*Instruction*.
Turn every line of the records below into a JSON list of strings, one string per line, and leave out any blank lines.

== Listed entries

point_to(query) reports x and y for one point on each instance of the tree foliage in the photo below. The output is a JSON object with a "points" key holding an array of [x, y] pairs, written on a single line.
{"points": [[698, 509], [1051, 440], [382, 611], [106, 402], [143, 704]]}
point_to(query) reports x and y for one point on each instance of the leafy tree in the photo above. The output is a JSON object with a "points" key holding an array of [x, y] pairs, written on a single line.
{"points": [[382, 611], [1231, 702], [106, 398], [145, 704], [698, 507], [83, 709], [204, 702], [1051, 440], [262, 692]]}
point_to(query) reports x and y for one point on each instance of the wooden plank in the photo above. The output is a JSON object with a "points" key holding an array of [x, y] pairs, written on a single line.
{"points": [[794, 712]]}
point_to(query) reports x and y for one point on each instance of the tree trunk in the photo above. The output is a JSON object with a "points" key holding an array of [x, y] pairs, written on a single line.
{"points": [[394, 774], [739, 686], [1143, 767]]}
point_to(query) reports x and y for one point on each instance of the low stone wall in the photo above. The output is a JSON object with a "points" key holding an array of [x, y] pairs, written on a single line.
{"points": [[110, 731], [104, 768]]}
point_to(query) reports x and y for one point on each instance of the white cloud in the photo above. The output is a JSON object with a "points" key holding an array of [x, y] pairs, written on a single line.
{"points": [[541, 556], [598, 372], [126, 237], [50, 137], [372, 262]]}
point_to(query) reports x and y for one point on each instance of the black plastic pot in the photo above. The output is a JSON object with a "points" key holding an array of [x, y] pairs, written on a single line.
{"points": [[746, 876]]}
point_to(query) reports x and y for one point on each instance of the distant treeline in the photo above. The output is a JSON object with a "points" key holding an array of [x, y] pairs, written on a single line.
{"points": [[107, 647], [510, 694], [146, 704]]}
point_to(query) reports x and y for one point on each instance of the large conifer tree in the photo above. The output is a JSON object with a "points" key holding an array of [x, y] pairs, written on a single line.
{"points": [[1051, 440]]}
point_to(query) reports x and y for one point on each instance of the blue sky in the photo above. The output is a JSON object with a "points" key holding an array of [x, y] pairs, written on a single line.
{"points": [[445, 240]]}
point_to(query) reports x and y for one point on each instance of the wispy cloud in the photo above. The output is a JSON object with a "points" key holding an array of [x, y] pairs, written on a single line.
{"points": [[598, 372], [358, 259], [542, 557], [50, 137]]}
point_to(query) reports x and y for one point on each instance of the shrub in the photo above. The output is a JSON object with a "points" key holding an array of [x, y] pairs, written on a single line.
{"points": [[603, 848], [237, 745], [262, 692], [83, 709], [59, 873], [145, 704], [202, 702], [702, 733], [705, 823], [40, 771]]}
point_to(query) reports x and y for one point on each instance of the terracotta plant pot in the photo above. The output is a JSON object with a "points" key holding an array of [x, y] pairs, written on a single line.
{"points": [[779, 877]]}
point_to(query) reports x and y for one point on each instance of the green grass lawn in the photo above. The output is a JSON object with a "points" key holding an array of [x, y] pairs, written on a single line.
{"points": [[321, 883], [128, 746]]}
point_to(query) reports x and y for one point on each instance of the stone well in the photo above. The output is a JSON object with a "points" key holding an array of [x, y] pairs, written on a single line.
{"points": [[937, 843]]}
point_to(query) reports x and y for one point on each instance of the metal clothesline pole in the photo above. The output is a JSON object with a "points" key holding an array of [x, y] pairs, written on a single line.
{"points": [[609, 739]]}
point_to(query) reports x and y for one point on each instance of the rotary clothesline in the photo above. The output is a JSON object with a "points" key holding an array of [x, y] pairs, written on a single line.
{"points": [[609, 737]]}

====

*Response for this exercise*.
[
  "point_to(query) reports x and y for one point on each instance of the tree foliage in the photo below. The output is a JSON object with a \"points\" key holding an array of [x, y] pairs, written on a single line.",
  "{\"points\": [[698, 509], [1051, 440], [382, 611], [106, 402], [143, 704]]}",
  "point_to(query) reports x and y for one point on each instance of the leafy tree in the photo above. The output is a JSON object with a \"points\" key holding an array of [x, y] pairs, written on a single line.",
  "{\"points\": [[382, 611], [1231, 702], [106, 398], [145, 704], [698, 507], [83, 709], [204, 702], [1051, 440], [262, 692]]}",
  "point_to(query) reports x and y for one point on each instance of the wooden plank in the photo above. The output is a JSON object with a \"points\" key holding an array of [x, y] pairs, written on a single line.",
  "{\"points\": [[794, 712]]}",
  "point_to(query) reports x and y for one point on each instance of the tree trunk in the photo above. The output is a JSON object with a \"points\" key holding an array of [x, y] pairs, written on a single line.",
  "{\"points\": [[394, 774], [739, 686], [1143, 767]]}",
  "point_to(query) reports x and y for one point on each instance of the low stone wall in the photo above. The output is a JSON object with a \"points\" key holding an array of [x, y] pairs, written on a single line.",
  "{\"points\": [[110, 731], [104, 768]]}",
  "point_to(query) reports x and y for one point on each instance of the white cloud in the photo above. The output is a JSON object with a \"points\" key holding an array of [x, y] pairs, written on a single line.",
  "{\"points\": [[541, 556], [598, 372], [126, 237], [50, 137], [372, 262]]}",
  "point_to(query) reports x and y for one point on each instance of the black plastic pot in the photo above. The output is a JSON object with a \"points\" key holding an array of [x, y] pairs, written on a single line.",
  "{\"points\": [[746, 876]]}",
  "point_to(query) reports x and y for one point on each instance of the distant treeline in the photo above. The output is a JSON object with a \"points\" key holding an array of [x, y] pairs, written on a single line.",
  "{\"points\": [[107, 647], [510, 694], [146, 704]]}",
  "point_to(query) reports x and y for one point on each instance of the large conifer tree in the photo above. The output is a JSON object with a \"points\" key holding an array of [x, y] pairs, written on a single line.",
  "{\"points\": [[1051, 440]]}",
  "point_to(query) reports x and y for one point on each instance of the blue sky in the photo above. The output is a JSON object with a \"points\" key holding an array of [x, y] pairs, written on a single line.",
  "{\"points\": [[445, 240]]}",
  "point_to(query) reports x and y for one point on each instance of the wispy cloud in the photo above. The output is a JSON object with a \"points\" key holding an array of [x, y] pairs, written on a single line.",
  "{\"points\": [[598, 372], [358, 259], [542, 557], [50, 137]]}",
  "point_to(query) reports x and y for one point on each instance of the shrub in the photo above. The output is a JSON object with a \"points\" key holding an array of [x, y] pairs, written on a single line.",
  "{\"points\": [[603, 848], [237, 745], [262, 692], [83, 709], [59, 873], [145, 704], [202, 702], [702, 733], [705, 823], [40, 771]]}",
  "point_to(query) reports x and y for one point on each instance of the terracotta plant pot in the photo above. The output is a JSON object with a \"points\" key holding an array of [x, y] pairs, written on a single line.",
  "{\"points\": [[779, 877]]}",
  "point_to(query) reports x and y for one point on each instance of the green grass lawn in the photo above. The output is a JSON object with a \"points\" key holding an array of [x, y] pairs, written on a single line.",
  "{\"points\": [[321, 883], [128, 746]]}",
  "point_to(query) reports x and y for one point on each instance of the stone well in the photo above. The output is a JSON object with a \"points\" key holding an array of [x, y] pairs, written on a single line.",
  "{\"points\": [[937, 843]]}",
  "point_to(query) reports x and y for one point on each instance of the metal clothesline pole in the photo above. The output is a JSON object with a \"points\" key holding an array of [x, y] pairs, written on a single line.",
  "{\"points\": [[609, 739]]}",
  "point_to(query) reports x and y for one point on each instance of the rotary clothesline in the photo above. The output is a JSON object with a \"points\" key holding an array of [x, y] pairs, written on a single line.",
  "{\"points\": [[609, 737]]}"
]